(Reading passage)
====

David Burns (10:43):
And then they try scale it out and anyone who’s done any scaling work will know that there is blood, sweat and tears behind every single bit of scaling from anyone who’s touched Kubernetes recently, they will tell you all the problems with it and they don’t necessarily know how to solve it, but everyone knows it.

David Burns (11:08):
And it’s because people that go, oh this is this cool thing. It’s nice for my CV. I can press this one button and it works brilliantly on my proof of concept, but it doesn’t necessarily work in the real world. And so when we look at the markets out there, there are a lot of tools that say that they’ve solved everything for you and they make big promises. I’m going to name some names and we’re not saying they’re better than Selenium or worse than Selenium.

David Burns (11:38):
I think they have their place definitely in the market. So Cypress is a nice black box is the way I look at Cypress when I compare them to Selenium and they go here is your gateway drug, I think is the best way… this will get you started. It has… you want to do API testing, we can do it. If you want to do browser testing, we can do it.

====

(Dataset records)
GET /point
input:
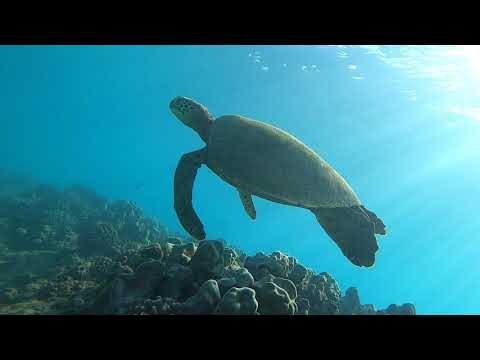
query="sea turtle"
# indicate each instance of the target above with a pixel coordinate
(262, 160)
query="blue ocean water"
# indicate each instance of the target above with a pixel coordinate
(400, 123)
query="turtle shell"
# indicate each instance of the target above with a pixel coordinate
(272, 164)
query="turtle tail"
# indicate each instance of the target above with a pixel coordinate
(353, 229)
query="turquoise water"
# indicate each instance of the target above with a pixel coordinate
(400, 123)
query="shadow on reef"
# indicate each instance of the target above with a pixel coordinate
(73, 252)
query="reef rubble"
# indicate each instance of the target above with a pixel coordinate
(73, 252)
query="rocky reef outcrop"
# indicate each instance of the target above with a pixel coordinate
(74, 252)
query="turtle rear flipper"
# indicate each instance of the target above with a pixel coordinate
(353, 232)
(183, 187)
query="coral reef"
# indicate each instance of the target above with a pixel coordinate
(74, 252)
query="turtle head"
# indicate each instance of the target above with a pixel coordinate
(192, 114)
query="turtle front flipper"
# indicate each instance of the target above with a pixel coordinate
(183, 187)
(247, 202)
(380, 227)
(352, 230)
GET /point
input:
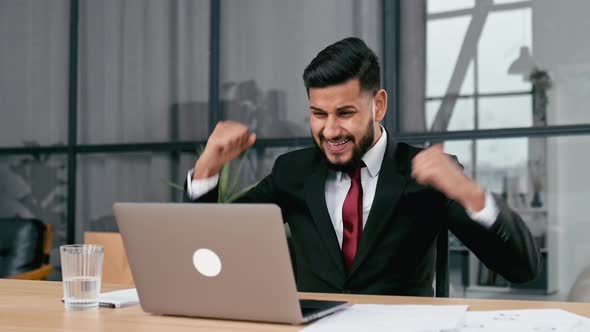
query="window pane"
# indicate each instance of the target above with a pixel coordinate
(503, 36)
(435, 6)
(505, 112)
(261, 67)
(544, 181)
(35, 186)
(144, 71)
(106, 179)
(34, 72)
(444, 40)
(461, 117)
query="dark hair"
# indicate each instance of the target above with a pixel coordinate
(344, 60)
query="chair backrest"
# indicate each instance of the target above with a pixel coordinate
(115, 269)
(442, 262)
(21, 245)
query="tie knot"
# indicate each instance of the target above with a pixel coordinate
(355, 174)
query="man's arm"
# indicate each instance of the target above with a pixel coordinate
(505, 244)
(227, 141)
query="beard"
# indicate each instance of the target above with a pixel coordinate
(359, 149)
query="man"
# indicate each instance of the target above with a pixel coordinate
(363, 211)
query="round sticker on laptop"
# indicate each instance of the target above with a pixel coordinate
(207, 262)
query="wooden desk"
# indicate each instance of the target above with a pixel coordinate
(36, 306)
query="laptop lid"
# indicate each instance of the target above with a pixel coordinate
(226, 261)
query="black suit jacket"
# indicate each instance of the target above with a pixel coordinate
(396, 253)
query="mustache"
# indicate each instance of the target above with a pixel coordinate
(337, 138)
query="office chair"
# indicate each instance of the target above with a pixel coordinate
(25, 245)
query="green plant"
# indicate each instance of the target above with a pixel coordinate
(228, 182)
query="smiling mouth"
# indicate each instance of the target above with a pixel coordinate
(338, 143)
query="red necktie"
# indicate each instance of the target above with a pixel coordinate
(352, 216)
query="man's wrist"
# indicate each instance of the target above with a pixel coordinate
(204, 171)
(473, 197)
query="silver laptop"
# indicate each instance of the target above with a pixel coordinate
(228, 261)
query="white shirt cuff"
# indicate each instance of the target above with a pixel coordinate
(488, 215)
(199, 187)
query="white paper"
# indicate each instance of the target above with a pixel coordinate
(530, 320)
(399, 318)
(119, 299)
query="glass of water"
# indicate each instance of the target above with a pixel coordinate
(81, 270)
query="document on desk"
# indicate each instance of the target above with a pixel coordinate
(399, 318)
(119, 299)
(530, 320)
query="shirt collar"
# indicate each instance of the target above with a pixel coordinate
(374, 157)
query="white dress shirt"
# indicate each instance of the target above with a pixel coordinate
(338, 184)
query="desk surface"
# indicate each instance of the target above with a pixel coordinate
(36, 306)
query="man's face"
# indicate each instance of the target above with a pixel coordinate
(344, 122)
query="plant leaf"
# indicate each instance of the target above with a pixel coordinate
(240, 193)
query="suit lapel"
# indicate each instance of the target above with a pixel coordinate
(390, 186)
(316, 201)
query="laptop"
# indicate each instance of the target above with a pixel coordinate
(227, 261)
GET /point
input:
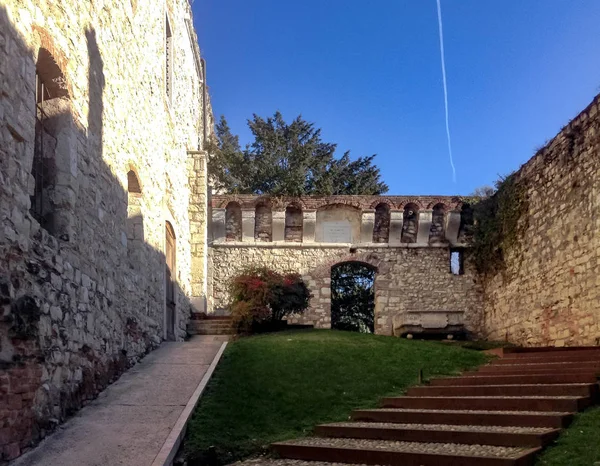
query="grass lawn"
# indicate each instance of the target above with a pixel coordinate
(278, 386)
(579, 445)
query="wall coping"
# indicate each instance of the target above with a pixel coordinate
(293, 245)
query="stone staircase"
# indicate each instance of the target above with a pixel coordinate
(201, 324)
(501, 415)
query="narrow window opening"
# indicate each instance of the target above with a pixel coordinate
(381, 227)
(168, 61)
(457, 262)
(263, 223)
(50, 99)
(293, 224)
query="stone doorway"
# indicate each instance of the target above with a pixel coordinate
(353, 297)
(170, 265)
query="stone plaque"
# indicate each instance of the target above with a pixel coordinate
(337, 232)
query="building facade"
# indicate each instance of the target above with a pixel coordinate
(104, 111)
(409, 241)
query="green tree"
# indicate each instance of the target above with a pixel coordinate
(288, 159)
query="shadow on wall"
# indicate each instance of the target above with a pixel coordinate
(82, 299)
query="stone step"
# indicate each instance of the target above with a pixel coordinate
(582, 389)
(497, 403)
(585, 352)
(555, 420)
(376, 452)
(493, 379)
(442, 433)
(210, 327)
(559, 368)
(552, 357)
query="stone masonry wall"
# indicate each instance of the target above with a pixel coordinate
(411, 278)
(550, 291)
(408, 279)
(78, 304)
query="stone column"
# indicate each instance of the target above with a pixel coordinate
(278, 225)
(309, 226)
(218, 225)
(366, 226)
(396, 221)
(425, 217)
(248, 225)
(452, 226)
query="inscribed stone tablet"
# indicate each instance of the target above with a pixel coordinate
(337, 232)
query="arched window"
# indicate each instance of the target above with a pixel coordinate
(263, 223)
(135, 221)
(381, 227)
(410, 223)
(467, 223)
(293, 223)
(233, 222)
(51, 98)
(437, 232)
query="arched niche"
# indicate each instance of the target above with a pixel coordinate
(233, 222)
(294, 223)
(381, 227)
(410, 223)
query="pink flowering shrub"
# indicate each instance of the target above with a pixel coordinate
(262, 297)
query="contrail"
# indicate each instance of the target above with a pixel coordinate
(445, 89)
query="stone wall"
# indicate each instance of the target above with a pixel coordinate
(549, 293)
(407, 279)
(411, 277)
(82, 280)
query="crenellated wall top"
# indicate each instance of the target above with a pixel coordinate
(250, 201)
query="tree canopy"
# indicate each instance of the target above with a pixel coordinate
(287, 159)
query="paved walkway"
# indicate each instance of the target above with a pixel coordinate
(137, 420)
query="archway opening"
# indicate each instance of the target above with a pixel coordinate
(353, 297)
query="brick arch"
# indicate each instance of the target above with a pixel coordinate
(319, 284)
(371, 258)
(296, 202)
(333, 201)
(383, 200)
(266, 201)
(43, 40)
(224, 202)
(437, 202)
(132, 167)
(414, 201)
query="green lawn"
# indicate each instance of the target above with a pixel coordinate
(278, 386)
(579, 445)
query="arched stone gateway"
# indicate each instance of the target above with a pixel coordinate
(319, 284)
(353, 297)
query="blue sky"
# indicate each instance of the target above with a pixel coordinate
(369, 74)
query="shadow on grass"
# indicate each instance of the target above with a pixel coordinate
(279, 386)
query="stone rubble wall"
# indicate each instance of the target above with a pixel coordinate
(407, 279)
(549, 293)
(81, 305)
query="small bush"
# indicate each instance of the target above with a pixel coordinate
(262, 298)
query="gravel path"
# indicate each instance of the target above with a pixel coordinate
(413, 447)
(499, 429)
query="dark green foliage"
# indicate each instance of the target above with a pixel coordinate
(261, 295)
(353, 297)
(578, 445)
(287, 159)
(279, 386)
(499, 221)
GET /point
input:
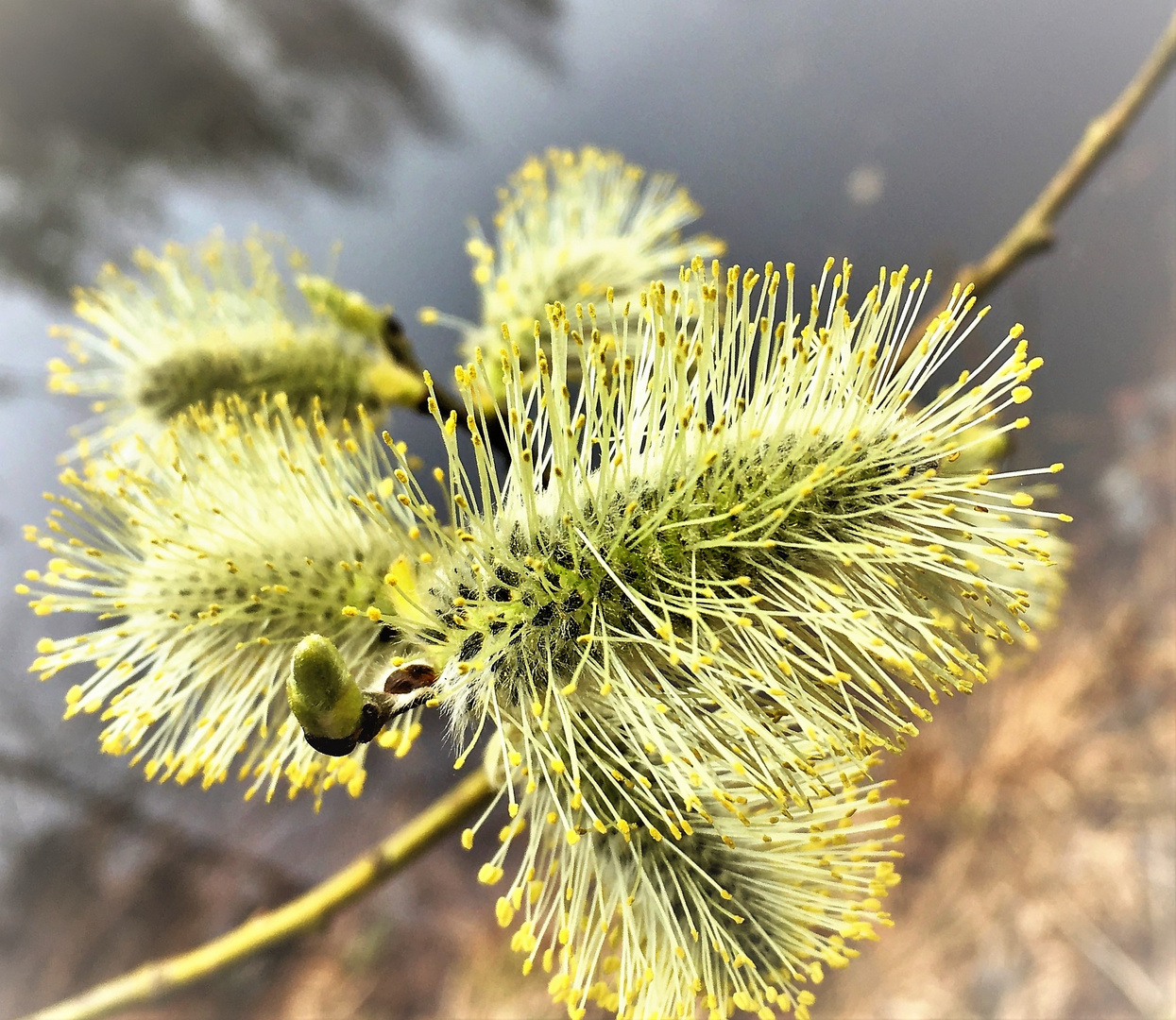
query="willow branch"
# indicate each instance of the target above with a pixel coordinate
(302, 914)
(1033, 232)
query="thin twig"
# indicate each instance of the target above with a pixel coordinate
(1033, 232)
(310, 910)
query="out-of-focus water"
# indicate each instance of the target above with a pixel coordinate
(889, 133)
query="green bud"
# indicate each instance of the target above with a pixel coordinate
(349, 308)
(323, 697)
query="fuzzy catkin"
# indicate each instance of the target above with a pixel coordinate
(743, 525)
(207, 570)
(204, 322)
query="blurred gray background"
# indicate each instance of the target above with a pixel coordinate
(887, 132)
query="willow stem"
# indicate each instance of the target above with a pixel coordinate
(302, 914)
(1033, 232)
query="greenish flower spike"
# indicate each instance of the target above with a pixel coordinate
(322, 694)
(200, 324)
(752, 530)
(571, 226)
(205, 572)
(653, 908)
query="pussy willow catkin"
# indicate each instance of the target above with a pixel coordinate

====

(Task to complete) In the transcript on testing tools, which two kinds of testing does Cypress say it can handle? The records have no connection to the transcript.

(Exercise answer) API testing and browser testing.